- Several investment firms profited as the pandemic drove home prices higher.
- An influx of home supply is a "possible headwind" to company performance, one firm said in August.
- The firms' outlook butts heads with the White House, which aims to solve the affordability crisis with millions of new homes.
- See more stories on Insider's business page.
Home affordability is under historic pressure. That's the way some investment firms want to keep things.
The story of the pandemic-era housing market is one of widespread shortages. Demand for homes ballooned at the start of the crisis as Americans scooped up houses at breakneck speed. But it only took a few months for the buying spree to run up against shortages. Decades of underbuilding left the US with a deficit of roughly 6.8 million homes, according to the National Association of Realtors, and inventory quickly hit all-time lows.
That mismatch between home demand and nationwide supply has driven prices sharply higher just as millions of millennials look to buy their first houses. But where fading affordability is hurting first-time buyers, it's been a tremendous boon for investment firms.
Wall Street firms have been flipping homes for profit since the Great Recession
Wall Street has increasingly expanded its presence in the US housing market over the past decade, Insider's Alex Nicoll and Daniel Geiger reported. Investment firms began snapping up homes after the financial crisis, betting the market's collapse would help them flip properties for profit once demand rebounded. Others turned homes into rental properties for steady returns.
While the Great Recession sparked Wall Street's interest in housing, the pandemic took it up a notch. Investors bought a record $48.5 billion worth of homes in the second quarter alone, real estate data firm Redfin said in July. That's up 15% from the first quarter and more than twice the amount seen just one year prior.
The S&P CoreLogic US home price index rose 5.2% during the same quarter, marking the fastest house inflation since at least 1987 and rivaling the price growth typically seen over an entire year.
Taken together, the data signals firms including Blackstone, Invitation Homes, and American Homes 4 Rent benefitted massively from the rally in home prices. But don't take our word for it: Look at what they're telling their investors in regulatory filings.
Invitation Homes said in a February regulatory filing it could be "adversely affected" by a rebound in home construction or high residential vacancy rates, as both could lift home supply and "reduce occupancy and rental rates." In a separate filing, the company said it prefers operating in markets that "exhibit constrained levels of new home construction." That means more construction would be good for homebuyers - and bad for business.
Invitation Homes isn't alone in wanting to avoid an influx of new homes. The single-family rental business "is booming" thanks to "exceptional demand trends and low supply of available homes," Tricon CEO Gary Berman said in an August earnings call. Company management is still keeping an eye on "possible headwinds" such as "the impact of new for-sale housing supply," according to Tricon's second-quarter report.

Dataset extract:
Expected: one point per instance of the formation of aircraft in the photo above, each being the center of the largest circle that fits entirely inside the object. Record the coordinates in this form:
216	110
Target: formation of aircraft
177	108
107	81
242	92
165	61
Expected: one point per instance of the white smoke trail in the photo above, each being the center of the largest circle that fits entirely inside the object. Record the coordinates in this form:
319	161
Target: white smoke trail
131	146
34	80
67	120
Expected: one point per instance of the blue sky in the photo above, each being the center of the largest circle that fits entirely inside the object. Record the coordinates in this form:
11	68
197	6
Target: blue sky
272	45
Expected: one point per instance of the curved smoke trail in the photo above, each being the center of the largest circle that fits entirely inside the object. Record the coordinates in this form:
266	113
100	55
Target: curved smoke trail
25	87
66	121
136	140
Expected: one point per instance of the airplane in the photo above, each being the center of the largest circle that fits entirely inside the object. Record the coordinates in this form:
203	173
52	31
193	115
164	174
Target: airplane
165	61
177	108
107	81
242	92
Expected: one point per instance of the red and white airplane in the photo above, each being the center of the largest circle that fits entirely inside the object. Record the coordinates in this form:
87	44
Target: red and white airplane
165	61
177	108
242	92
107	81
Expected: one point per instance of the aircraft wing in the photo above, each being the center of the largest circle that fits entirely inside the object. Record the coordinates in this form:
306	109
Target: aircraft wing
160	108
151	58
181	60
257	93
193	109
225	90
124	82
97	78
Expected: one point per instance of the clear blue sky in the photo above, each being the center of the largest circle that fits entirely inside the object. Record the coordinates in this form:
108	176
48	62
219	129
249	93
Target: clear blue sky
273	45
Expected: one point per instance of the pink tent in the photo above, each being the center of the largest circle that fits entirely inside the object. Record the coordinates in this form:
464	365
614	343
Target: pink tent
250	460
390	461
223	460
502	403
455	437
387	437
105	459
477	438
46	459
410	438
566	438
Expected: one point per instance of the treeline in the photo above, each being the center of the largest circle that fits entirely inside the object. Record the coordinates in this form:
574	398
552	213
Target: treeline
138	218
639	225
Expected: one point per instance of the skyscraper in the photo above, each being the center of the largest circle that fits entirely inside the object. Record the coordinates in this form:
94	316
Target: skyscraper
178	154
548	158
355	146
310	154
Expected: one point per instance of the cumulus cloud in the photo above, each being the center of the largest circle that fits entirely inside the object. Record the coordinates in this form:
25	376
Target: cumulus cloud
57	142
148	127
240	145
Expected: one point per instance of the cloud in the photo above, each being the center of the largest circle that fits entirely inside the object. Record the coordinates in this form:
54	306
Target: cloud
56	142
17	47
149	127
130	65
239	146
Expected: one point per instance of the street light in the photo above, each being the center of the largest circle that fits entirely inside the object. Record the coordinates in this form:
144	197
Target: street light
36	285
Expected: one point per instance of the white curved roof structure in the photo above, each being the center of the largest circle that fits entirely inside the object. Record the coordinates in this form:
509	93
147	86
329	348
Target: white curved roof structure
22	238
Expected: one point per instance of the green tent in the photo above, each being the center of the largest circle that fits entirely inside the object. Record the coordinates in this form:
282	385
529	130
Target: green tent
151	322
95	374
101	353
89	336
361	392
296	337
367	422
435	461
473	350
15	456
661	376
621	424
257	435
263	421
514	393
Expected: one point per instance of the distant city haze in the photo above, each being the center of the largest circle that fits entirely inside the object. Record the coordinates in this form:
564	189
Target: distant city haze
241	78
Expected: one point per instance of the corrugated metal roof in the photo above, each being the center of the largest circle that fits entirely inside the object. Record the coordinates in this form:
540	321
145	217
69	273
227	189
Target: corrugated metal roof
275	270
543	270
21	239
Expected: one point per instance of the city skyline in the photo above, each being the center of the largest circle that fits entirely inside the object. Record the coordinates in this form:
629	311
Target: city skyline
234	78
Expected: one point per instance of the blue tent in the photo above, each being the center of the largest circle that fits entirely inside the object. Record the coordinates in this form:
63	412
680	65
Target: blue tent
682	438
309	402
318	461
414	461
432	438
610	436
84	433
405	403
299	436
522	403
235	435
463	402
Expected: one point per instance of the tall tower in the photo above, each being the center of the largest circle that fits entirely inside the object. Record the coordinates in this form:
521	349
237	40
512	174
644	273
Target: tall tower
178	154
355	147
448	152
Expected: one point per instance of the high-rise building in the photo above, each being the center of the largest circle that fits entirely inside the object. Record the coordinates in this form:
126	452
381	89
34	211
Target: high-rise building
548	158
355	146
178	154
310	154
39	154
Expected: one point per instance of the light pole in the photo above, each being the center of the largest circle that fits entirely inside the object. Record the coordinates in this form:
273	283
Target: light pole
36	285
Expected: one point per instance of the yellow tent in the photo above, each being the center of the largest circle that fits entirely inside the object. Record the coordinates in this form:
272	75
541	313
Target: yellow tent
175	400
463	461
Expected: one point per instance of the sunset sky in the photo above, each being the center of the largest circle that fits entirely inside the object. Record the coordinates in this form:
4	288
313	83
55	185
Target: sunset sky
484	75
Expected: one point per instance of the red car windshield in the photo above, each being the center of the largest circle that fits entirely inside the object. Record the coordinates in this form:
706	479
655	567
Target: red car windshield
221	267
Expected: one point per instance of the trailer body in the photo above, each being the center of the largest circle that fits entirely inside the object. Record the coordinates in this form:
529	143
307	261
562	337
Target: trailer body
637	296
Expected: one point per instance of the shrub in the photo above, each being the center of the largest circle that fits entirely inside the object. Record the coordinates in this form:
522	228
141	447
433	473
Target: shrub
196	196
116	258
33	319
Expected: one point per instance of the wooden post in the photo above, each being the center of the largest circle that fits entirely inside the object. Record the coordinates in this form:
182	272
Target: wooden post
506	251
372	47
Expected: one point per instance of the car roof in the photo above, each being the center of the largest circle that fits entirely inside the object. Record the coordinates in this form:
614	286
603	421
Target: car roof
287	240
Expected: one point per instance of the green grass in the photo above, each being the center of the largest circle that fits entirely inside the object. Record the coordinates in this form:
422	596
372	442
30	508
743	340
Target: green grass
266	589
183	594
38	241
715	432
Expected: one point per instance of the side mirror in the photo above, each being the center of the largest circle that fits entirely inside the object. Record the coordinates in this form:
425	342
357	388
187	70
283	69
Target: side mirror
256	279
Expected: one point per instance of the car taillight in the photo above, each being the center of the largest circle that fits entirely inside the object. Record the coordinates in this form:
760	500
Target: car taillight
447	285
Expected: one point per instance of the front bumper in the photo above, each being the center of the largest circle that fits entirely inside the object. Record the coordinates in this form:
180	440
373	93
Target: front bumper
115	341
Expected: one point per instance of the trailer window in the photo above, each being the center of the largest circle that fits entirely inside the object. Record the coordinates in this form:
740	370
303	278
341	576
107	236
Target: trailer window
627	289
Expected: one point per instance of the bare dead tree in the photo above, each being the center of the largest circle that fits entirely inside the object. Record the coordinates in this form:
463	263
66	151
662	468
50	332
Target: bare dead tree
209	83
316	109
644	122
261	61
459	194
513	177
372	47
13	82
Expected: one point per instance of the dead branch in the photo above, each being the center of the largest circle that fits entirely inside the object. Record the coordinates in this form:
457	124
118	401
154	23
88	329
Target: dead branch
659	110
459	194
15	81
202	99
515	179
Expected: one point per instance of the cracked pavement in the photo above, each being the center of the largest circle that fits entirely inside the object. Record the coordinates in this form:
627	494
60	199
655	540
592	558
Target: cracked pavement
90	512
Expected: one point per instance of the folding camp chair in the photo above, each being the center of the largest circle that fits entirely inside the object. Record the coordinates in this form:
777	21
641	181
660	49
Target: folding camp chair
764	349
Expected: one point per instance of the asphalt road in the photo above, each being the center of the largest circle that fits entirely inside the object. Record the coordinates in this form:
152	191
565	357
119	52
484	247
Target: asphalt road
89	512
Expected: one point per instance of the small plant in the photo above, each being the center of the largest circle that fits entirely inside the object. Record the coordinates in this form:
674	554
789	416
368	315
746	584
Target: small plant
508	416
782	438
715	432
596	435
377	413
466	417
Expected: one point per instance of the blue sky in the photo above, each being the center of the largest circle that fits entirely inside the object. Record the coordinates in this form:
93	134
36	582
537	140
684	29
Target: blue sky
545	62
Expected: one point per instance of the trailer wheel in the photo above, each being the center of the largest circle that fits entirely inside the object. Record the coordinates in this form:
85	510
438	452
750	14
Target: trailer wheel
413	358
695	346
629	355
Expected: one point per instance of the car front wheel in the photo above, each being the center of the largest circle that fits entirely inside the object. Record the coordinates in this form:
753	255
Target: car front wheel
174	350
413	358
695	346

Work task 1:
From the article on investment firms and the housing market, quote the passage between "- Several investment" and "to keep things.", inclusive.
Work task 2:
Name every person mentioned in the housing market article.
Work task 3:
Write a continuation of the article about investment firms and the housing market, starting after its final sentence.

Answer area 1:
- Several investment firms profited as the pandemic drove home prices higher.
- An influx of home supply is a "possible headwind" to company performance, one firm said in August.
- The firms' outlook butts heads with the White House, which aims to solve the affordability crisis with millions of new homes.
- See more stories on Insider's business page.
Home affordability is under historic pressure. That's the way some investment firms want to keep things.

Answer area 2:
Alex Nicoll, Daniel Geiger, Gary Berman

Answer area 3:
And American Homes 4 Rent said in May that the shortage of single-family homes and rentals gave the company "the pricing power that you're seeing now." That's another way of saying they can raise prices with little impact on sales.
Invitation Homes, Tricon, and American Homes 4 Sale did not respond to requests for comment.
To be sure, institutional investors only own about 2% of all single-family homes in the US, or roughly 300,000 properties, John Burns research director Rick Palacios told CNN in August.
Still, the financial industry's move into housing is relatively young. Institutional owners of single-family rentals achieved considerable scale in the past decade, Jonathan Woloshin, real estate and lodging analyst at UBS, said in a Tuesday note. Firms' purchasing of homes on the open market and collaboration with builders on rental properties shows just how quickly their influence is growing, he added.
Wall Street vs the YIMBYs
The firms' outlooks contrast with a range of efforts looking to solve the housing crisis. President Joe Biden unveiled a collection of regulatory changes last week that aim to build 100,000 new homes over the next three years. Biden's $3.5 trillion infrastructure proposal also includes funding for the construction of 2 million homes, though the legislation faces a steep road to Congressional approval.
At the state level, California is on the brink of passing a hugely significant zoning change. A bill that's already won lawmakers' approval plans to permit the construction of two-unit buildings on lots previously zoned for single-family homes. The shift would allow for denser residential construction and could bring a spate of affordable housing options onto the market.
If signed by Gov. Gavin Newsom, the legislation would mark a critical victory for the pro-housing YIMBYs, a group of activists known for their "yes in my backyard" mantra. The group was borne out of opposition to the NIMBY - "not in my backyard" - movement of the 20th century, which saw Americans balk at housing expansion in hopes of protecting property values.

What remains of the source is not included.